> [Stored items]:
= Beginning of Section =

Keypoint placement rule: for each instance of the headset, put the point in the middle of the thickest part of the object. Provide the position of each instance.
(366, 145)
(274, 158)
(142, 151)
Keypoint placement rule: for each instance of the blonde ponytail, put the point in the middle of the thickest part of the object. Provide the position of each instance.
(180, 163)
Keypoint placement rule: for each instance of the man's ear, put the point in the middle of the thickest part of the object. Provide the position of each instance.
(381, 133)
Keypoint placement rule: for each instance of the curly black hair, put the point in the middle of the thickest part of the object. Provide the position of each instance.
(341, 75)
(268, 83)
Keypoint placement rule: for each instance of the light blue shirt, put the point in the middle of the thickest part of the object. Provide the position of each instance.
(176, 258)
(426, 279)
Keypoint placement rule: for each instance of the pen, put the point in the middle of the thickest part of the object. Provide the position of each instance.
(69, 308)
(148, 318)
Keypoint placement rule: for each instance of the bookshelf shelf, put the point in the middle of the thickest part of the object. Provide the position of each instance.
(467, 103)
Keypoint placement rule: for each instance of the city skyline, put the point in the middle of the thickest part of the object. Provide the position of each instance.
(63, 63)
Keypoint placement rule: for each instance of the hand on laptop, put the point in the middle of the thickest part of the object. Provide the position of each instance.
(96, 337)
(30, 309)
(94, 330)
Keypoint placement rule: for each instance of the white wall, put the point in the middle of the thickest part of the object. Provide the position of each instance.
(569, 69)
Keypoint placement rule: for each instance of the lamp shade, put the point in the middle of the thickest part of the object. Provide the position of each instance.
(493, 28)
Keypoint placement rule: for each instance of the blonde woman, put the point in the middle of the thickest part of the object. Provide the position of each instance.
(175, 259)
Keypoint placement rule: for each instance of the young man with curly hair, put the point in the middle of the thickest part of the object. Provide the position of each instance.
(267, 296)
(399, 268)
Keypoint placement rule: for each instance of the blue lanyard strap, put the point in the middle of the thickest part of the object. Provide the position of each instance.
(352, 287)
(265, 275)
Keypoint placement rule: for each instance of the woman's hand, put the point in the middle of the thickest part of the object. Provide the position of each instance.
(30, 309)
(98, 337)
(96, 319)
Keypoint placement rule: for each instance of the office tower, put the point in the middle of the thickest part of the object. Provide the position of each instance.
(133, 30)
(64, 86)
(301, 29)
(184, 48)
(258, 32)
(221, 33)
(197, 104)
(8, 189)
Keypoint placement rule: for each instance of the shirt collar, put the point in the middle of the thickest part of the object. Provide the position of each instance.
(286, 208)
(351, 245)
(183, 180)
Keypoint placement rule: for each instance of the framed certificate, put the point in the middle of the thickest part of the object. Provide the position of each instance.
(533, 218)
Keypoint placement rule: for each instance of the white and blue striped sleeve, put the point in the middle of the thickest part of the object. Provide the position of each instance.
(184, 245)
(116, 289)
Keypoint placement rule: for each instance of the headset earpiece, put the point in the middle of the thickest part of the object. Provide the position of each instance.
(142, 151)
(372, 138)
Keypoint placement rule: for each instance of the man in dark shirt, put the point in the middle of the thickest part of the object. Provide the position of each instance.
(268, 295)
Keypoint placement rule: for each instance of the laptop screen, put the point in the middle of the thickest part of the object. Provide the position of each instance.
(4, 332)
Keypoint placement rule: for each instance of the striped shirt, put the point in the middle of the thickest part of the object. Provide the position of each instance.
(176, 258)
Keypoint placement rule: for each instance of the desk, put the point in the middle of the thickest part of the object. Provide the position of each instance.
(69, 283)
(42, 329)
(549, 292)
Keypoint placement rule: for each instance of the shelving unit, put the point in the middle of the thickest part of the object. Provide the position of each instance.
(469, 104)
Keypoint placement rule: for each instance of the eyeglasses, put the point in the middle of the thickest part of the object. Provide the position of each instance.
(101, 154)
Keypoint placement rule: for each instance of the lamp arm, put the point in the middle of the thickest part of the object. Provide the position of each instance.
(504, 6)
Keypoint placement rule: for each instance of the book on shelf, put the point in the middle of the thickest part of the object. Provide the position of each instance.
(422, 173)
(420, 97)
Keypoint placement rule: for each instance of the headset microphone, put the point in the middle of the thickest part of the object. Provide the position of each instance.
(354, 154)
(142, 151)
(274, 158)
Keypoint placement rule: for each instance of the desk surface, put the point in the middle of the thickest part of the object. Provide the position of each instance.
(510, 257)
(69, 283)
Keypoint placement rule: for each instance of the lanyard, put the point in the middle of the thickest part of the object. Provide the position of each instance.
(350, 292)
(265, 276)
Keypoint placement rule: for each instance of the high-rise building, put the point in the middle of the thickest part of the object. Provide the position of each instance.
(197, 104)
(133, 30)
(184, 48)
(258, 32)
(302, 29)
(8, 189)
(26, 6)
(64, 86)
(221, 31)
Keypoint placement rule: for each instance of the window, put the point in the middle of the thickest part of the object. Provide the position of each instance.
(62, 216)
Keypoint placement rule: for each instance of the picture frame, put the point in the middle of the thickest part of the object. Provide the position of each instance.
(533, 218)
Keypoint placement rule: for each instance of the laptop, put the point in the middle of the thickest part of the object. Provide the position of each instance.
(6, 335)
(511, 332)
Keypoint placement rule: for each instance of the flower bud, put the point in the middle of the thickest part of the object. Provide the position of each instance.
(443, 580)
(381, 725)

= End of Section =

In your answer, repeat each of the records exactly.

Keypoint placement rule: for each instance of the headset, put the point in the middle of the thickest part of the object. Provide the position of each instance.
(366, 145)
(274, 158)
(142, 151)
Keypoint placement rule: for each instance of the blonde ponytail, put the point in the middle of the thickest part of the object. Provide the position of each instance.
(180, 163)
Keypoint placement rule: for each instance of the man's ear, put the point in the middle of the thickest part of the object. Provide the position of each instance.
(381, 133)
Keypoint placement rule: for each instance of the curly black hair, put the point in the middle of the thickest part of the object. Provide the position of each instance.
(341, 75)
(268, 83)
Keypoint placement rule: for each instance of the light blue shirt, put the point in the middle of the thickest part of the object. Provide the position of each instance.
(176, 258)
(426, 279)
Keypoint placement rule: for each instance of the pen, put the point in the middle of the thickest part of the object. Provide the position of each instance.
(69, 308)
(148, 318)
Keypoint placement rule: for each instance of the bookshelf shelf, put the point in the middle of the thickest part of the object. Provide the position of each instance.
(467, 103)
Keypoint placement rule: for each instance of the city skyline, put the point in the middle of the thickest part of the object. Provide the position of each instance.
(63, 63)
Keypoint placement rule: for each instance of the hand on laptop, put the point in the middle of the thickest part of the object. Provide the position of each instance.
(96, 337)
(30, 309)
(94, 330)
Keypoint placement rule: for each instance of the white wall, put the point in the middle of the thickest part of the object. Provide the position of each instance.
(569, 69)
Keypoint placement rule: for each instance of the lamp shade, put the point in the middle of the thickest part of the object. Provide the position of each instance.
(493, 28)
Keypoint placement rule: for each instance of the blonde woman, put the point in the middle of the thickest part of the object. Provide the position of each instance.
(175, 259)
Keypoint placement rule: for each instance of the young man with curly hair, put the point in the middle of the thickest part of the object. Provide the position of each instance.
(267, 296)
(399, 268)
Keypoint placement rule: for each instance of the blue lanyard strap, put the point in the middle of the thickest part of the object. Provide the position of each instance.
(352, 287)
(265, 275)
Keypoint placement rule: for each instance of the woman's hand, put the point in the middle of the thickest part of the object. Provide the position of each instance.
(30, 309)
(98, 337)
(96, 319)
Keypoint placement rule: for each instance of the office tower, put the point in the middle of the thickest part of the object. Provide the position of each instance.
(133, 30)
(64, 86)
(301, 29)
(184, 48)
(258, 32)
(221, 33)
(197, 104)
(8, 189)
Keypoint placement rule: for each instance of the shirt collar, put the point in the middle of the thickest part of the object. Provide the position of each instance.
(286, 208)
(351, 245)
(183, 180)
Keypoint placement rule: for each instance of the framed certificate, put the point in the middle of the thickest part of the object. Provide the position of each instance.
(533, 218)
Keypoint placement rule: for each instance of the white and blue striped sleeve, put the point in the middle of the thickest part of the object. Provide the position of each instance.
(184, 245)
(116, 289)
Keypoint placement rule: for each instance of the headset earpiece, put the point in the middle of the thickest part of the object. Provide the position of each instance.
(142, 151)
(372, 138)
Keypoint placement rule: for each instance of the man in dark shirt, put the point in the middle of the thickest part of the object. Provide the position of each instance.
(268, 295)
Keypoint placement rule: for each instance of the laptop screen, put the point in the middle of the thickest part of the object. Provide the position of each instance.
(4, 332)
Keypoint placement rule: for each instance of the striped shirt, put the point in the middle of the thickest part of the object. Provide the position of each instance.
(176, 258)
Keypoint placement rule: for each instance of the desk, put the point in the middle of the thickest part of the object. Provide the position of each instance.
(69, 283)
(42, 329)
(549, 292)
Keypoint placement rule: for each instance of the shelving unit, put the point in the middle of the thickest part of the object. Provide the position of each instance.
(469, 104)
Keypoint placement rule: for each instance of the eyeglasses, put the point in the middle of the thickest part of the object. Provide the position of each instance.
(101, 154)
Keypoint placement rule: for each instance of the lamp arm, put the point in the middle of the thickest part of the object. Provide the position of each instance.
(504, 6)
Keypoint placement rule: for each instance of the book on shelf, put the point in the middle of the thickest part of the object. Provide the position of each instance.
(422, 173)
(420, 97)
Keypoint placement rule: for each instance of the headset microphone, put the point in the middle of the thickest part of the object. Provide the position of each instance.
(354, 154)
(142, 151)
(274, 158)
Keypoint placement rule: for each instance of the desk surface, put the point in the middle of the thickest part of the object. Provide the position of each instance.
(510, 257)
(69, 283)
Keypoint placement rule: for each instance of the lanyard, put the point in the middle of the thickest part of the object. Provide the position of each instance.
(350, 292)
(265, 276)
Keypoint placement rule: for each instance of the high-rise building, put the point in the middle of the thickest part of the object. Provide the position of each instance.
(197, 104)
(133, 30)
(184, 48)
(258, 32)
(302, 29)
(8, 189)
(26, 6)
(64, 86)
(221, 31)
Keypoint placement rule: for each instance of the window, put the point in the middle of the thickest part of the object. Provide the position of each instance.
(62, 216)
Keypoint placement rule: for each instance of the picture frame, put the point in the middle of the thickest part of the object. Provide the position of each instance.
(533, 218)
Keypoint placement rule: for each instance of the laptop, put the point in the middle of the thickest part of the object. Provide the position of each instance.
(6, 335)
(511, 332)
Keypoint placement rule: for each instance of the flower bud, put the point in the middle of the thickest part of the object. Provide the position of each instance.
(443, 580)
(381, 725)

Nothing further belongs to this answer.